--- START ---

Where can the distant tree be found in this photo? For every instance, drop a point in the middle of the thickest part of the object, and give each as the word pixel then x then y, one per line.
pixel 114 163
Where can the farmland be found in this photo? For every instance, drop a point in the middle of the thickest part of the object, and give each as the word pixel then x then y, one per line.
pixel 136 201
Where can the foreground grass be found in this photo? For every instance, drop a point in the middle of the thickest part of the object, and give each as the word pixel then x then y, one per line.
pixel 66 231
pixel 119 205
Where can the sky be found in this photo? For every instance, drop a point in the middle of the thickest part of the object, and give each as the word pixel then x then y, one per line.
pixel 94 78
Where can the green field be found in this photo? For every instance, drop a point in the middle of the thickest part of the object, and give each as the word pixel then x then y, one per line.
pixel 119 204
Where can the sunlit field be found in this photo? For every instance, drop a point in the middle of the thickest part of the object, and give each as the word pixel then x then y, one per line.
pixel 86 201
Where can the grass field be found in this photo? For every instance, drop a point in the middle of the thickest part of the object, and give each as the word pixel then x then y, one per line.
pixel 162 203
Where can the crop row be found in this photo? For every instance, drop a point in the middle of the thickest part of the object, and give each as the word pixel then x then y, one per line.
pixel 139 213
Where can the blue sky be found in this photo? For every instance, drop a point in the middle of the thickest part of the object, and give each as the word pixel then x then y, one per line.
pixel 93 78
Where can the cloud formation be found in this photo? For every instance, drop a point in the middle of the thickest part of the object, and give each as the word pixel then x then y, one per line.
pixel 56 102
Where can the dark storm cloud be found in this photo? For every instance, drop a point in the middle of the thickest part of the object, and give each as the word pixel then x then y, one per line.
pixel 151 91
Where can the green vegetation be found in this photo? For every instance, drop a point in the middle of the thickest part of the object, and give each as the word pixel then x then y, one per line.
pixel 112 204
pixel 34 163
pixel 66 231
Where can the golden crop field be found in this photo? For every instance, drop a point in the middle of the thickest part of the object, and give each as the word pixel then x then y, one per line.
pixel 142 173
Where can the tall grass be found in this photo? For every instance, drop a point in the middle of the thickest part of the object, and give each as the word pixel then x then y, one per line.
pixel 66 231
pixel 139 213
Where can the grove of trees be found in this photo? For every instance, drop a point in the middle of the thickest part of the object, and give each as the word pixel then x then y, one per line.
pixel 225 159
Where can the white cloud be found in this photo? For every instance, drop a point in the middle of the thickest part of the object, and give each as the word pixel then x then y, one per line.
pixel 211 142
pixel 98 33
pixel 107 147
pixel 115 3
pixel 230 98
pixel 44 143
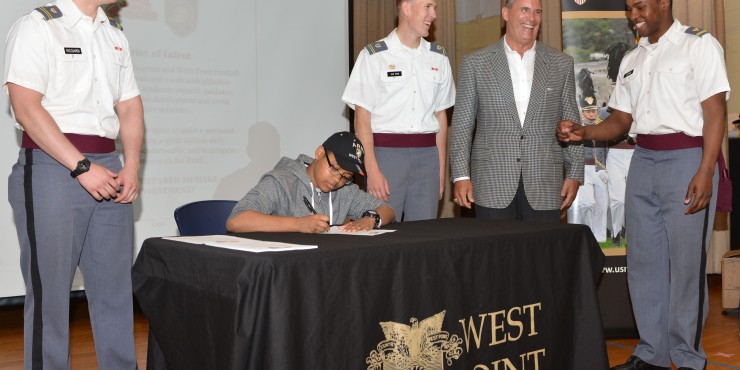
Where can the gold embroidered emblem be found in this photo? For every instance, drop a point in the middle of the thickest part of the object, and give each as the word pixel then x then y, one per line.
pixel 422 345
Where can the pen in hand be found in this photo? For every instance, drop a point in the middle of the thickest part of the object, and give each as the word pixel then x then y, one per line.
pixel 308 205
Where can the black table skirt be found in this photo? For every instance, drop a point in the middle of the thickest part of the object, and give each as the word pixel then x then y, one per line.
pixel 455 293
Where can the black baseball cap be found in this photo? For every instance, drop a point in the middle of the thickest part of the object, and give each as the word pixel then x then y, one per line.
pixel 348 151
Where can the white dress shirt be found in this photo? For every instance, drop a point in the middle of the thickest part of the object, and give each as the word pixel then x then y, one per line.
pixel 521 69
pixel 82 66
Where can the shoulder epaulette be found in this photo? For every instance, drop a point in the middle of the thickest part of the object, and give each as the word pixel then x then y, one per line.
pixel 49 12
pixel 437 48
pixel 115 23
pixel 696 31
pixel 376 47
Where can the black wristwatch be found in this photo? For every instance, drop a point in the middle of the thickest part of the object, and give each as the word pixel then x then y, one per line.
pixel 82 167
pixel 374 215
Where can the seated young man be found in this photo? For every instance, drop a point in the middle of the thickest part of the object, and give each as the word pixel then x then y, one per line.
pixel 310 195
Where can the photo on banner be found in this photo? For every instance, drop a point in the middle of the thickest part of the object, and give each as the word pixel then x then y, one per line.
pixel 597 34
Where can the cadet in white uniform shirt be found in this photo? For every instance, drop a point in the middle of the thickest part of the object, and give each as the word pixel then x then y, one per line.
pixel 71 84
pixel 400 88
pixel 671 92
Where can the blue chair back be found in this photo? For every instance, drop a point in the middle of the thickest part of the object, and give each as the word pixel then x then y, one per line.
pixel 205 217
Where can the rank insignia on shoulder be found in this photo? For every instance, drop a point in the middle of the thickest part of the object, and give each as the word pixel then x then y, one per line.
pixel 49 12
pixel 437 48
pixel 115 23
pixel 696 31
pixel 376 47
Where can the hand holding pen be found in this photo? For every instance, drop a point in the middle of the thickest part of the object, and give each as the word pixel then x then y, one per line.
pixel 314 223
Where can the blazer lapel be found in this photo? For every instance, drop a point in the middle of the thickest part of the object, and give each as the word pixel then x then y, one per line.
pixel 539 85
pixel 502 78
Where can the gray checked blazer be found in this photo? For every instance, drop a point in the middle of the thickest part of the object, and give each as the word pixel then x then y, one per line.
pixel 489 145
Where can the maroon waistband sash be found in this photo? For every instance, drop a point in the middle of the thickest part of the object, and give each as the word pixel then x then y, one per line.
pixel 675 141
pixel 405 140
pixel 83 143
pixel 622 145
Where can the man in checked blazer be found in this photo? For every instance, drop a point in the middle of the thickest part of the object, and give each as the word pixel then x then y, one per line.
pixel 511 95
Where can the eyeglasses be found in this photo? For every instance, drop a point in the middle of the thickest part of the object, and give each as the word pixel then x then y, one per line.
pixel 336 172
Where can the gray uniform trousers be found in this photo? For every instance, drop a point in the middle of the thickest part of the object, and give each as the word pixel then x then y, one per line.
pixel 666 256
pixel 60 226
pixel 413 178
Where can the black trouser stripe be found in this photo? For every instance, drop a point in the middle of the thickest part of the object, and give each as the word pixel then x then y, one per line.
pixel 37 357
pixel 702 281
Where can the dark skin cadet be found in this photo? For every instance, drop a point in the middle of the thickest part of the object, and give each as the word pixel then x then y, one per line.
pixel 652 18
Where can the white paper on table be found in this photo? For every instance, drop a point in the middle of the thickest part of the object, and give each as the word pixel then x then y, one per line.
pixel 242 244
pixel 373 232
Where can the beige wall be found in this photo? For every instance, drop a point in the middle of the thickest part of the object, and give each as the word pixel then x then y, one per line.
pixel 732 28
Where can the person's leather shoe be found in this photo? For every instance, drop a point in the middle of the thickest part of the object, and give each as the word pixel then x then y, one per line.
pixel 635 363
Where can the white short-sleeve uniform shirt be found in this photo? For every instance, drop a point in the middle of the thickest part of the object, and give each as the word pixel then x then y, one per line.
pixel 663 84
pixel 401 87
pixel 82 66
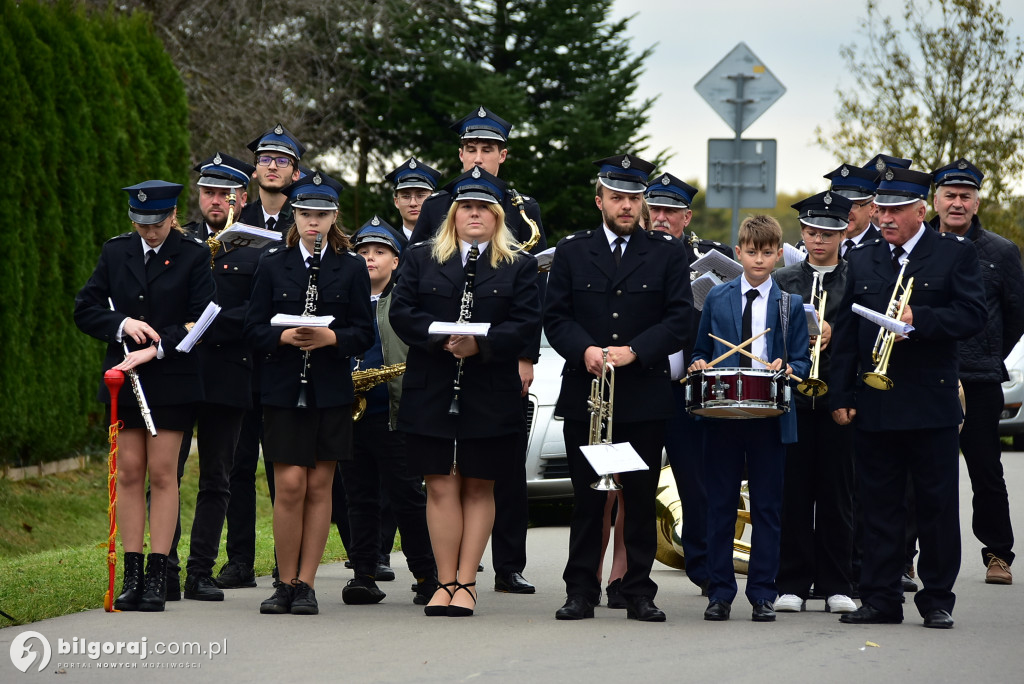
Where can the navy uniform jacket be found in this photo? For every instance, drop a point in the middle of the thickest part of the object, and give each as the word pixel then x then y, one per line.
pixel 280 287
pixel 645 303
pixel 722 316
pixel 437 205
pixel 225 358
pixel 489 400
pixel 948 304
pixel 177 290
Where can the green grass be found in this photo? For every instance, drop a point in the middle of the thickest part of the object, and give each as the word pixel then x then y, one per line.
pixel 53 541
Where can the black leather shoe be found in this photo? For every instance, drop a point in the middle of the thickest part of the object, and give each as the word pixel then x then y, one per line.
pixel 643 608
pixel 613 592
pixel 939 620
pixel 202 589
pixel 717 611
pixel 513 583
pixel 361 590
pixel 577 607
pixel 866 614
pixel 764 611
pixel 236 575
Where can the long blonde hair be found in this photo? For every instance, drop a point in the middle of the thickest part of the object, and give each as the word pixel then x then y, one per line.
pixel 502 246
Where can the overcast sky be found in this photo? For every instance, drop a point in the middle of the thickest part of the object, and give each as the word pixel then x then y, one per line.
pixel 797 40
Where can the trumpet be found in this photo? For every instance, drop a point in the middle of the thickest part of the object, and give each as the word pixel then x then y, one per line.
pixel 600 416
pixel 886 339
pixel 813 386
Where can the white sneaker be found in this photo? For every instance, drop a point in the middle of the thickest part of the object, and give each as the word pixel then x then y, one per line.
pixel 788 603
pixel 839 603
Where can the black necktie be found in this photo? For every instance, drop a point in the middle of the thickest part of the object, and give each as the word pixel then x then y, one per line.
pixel 748 332
pixel 616 253
pixel 897 253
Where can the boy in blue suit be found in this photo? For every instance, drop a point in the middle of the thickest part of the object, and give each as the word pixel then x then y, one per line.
pixel 736 311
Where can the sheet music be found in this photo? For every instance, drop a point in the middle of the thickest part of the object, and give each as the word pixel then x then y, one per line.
pixel 293 321
pixel 718 263
pixel 455 328
pixel 701 287
pixel 194 336
pixel 243 234
pixel 605 459
pixel 892 325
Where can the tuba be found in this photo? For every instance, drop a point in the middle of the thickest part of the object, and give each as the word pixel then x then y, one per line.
pixel 813 386
pixel 886 339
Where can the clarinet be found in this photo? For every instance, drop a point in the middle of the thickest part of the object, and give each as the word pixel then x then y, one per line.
pixel 465 313
pixel 136 387
pixel 310 310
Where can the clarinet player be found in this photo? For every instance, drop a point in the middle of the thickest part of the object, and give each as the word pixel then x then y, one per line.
pixel 461 404
pixel 147 288
pixel 306 385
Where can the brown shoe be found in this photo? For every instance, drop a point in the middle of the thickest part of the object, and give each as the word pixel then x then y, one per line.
pixel 998 571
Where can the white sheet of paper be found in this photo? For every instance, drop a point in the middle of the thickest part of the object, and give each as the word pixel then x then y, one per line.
pixel 196 334
pixel 455 328
pixel 292 321
pixel 605 459
pixel 892 325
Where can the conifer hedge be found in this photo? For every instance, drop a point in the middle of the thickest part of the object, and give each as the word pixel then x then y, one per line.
pixel 91 103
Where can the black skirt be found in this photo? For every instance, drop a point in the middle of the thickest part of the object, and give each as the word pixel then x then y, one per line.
pixel 485 458
pixel 303 436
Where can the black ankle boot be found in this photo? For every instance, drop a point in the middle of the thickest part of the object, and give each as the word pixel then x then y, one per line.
pixel 131 590
pixel 156 584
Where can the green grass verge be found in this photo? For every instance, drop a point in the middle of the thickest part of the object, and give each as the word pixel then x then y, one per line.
pixel 53 541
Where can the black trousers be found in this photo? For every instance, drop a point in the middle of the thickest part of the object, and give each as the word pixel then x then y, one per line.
pixel 816 544
pixel 217 432
pixel 639 489
pixel 980 443
pixel 684 444
pixel 930 459
pixel 379 461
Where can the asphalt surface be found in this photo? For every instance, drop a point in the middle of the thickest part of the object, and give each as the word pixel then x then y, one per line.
pixel 516 638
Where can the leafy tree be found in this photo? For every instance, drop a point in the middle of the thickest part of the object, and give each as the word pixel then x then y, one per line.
pixel 945 82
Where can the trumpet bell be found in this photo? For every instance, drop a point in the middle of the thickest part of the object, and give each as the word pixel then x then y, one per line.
pixel 878 381
pixel 813 387
pixel 606 483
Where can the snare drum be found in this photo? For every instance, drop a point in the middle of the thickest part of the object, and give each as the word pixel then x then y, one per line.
pixel 737 393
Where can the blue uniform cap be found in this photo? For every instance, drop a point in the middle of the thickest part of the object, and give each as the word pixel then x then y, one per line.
pixel 477 184
pixel 482 125
pixel 825 211
pixel 376 230
pixel 223 171
pixel 882 162
pixel 961 172
pixel 315 190
pixel 414 173
pixel 898 186
pixel 152 201
pixel 624 173
pixel 667 190
pixel 853 182
pixel 280 139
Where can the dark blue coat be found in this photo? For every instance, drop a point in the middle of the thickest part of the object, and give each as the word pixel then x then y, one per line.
pixel 175 292
pixel 645 303
pixel 280 287
pixel 948 304
pixel 489 400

--- END ---

## Exercise brief
Rewrite the material from the line containing "Where can the overcast" down through the line containing "pixel 736 311", replacing "trumpet" with "cornet" and leaving everything else unchanged.

## Output of the task
Where can the overcast sky be found in this photo? For every instance, drop a point in the middle of the thickest part of the object, and give each as the word pixel then x then y, one per line.
pixel 797 40
Where can the cornet be found in this photo? For every instance, drop a point in the middle of the thickest part of the object, and give each as the word pixel then x then y, one per line.
pixel 600 416
pixel 886 339
pixel 813 386
Where can the white sneaker be found in this photo? For every instance, drop a point in the middle of the thickest part of the object, and give each as the word pixel then x then y, one per line.
pixel 788 603
pixel 839 603
Where can the black necktie be found in this photo? For every instance, drop a point in the middle of the thickest part of the object, and give each as the word pixel then x then y, one per line.
pixel 748 332
pixel 616 253
pixel 897 253
Where can the boy in blue suit be found in this photo? For every instance, drop a point in the middle of the thickest part of the object, and give each as the word pixel then x then y, one per line.
pixel 736 311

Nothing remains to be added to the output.